Task details | Please transcribe each of the records exactly as given.

(Data Opens)

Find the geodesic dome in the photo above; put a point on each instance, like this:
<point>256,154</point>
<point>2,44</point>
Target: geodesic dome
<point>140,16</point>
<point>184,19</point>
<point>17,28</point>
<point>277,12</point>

(Data Closes)

Task answer |
Find the geodesic dome in the photo above; put a point on each instance, like this:
<point>256,154</point>
<point>2,44</point>
Target: geodesic dome
<point>140,16</point>
<point>184,19</point>
<point>17,28</point>
<point>277,12</point>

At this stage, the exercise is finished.